### Task to complete
Exact repetition, please: start with the line where "dark mottled shell" appears and stop after the final line of the records.

Dataset entries
• • • •

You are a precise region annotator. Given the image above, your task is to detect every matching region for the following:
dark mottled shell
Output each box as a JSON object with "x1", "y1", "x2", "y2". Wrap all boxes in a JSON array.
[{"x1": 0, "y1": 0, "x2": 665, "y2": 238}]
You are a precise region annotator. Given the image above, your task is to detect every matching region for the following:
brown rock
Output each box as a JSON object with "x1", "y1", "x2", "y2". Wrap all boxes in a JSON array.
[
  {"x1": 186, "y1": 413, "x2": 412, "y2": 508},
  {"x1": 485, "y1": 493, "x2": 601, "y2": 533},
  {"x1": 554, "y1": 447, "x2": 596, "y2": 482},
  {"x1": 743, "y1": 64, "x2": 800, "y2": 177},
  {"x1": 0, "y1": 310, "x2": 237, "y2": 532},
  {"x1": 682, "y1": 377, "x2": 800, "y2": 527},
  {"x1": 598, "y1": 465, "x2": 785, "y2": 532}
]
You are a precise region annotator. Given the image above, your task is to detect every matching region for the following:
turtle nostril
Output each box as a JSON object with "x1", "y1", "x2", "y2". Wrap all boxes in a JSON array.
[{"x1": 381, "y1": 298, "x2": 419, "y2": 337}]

• • • •

### Your response
dark mottled shell
Output each box as a JSON object with "x1", "y1", "x2", "y2". Wrap all boxes in a JSON array.
[{"x1": 0, "y1": 0, "x2": 665, "y2": 238}]
You are a precise region annotator. Given the image above, your task is to detect every matching region for the following:
brown rock
Output each box as a JSON object with "x1", "y1", "x2", "y2". Wrap all boxes in a JSON array.
[
  {"x1": 186, "y1": 413, "x2": 412, "y2": 508},
  {"x1": 485, "y1": 493, "x2": 601, "y2": 533},
  {"x1": 554, "y1": 447, "x2": 596, "y2": 482},
  {"x1": 743, "y1": 64, "x2": 800, "y2": 177},
  {"x1": 0, "y1": 310, "x2": 237, "y2": 532},
  {"x1": 682, "y1": 377, "x2": 800, "y2": 527},
  {"x1": 598, "y1": 465, "x2": 785, "y2": 532}
]
You are a precise region annotator. Given the image above, your task is to detect every matching region for the following:
turtle nostril
Output each box as a JSON object with "x1", "y1", "x2", "y2". Wrap all boxes in a JSON array.
[{"x1": 381, "y1": 298, "x2": 419, "y2": 337}]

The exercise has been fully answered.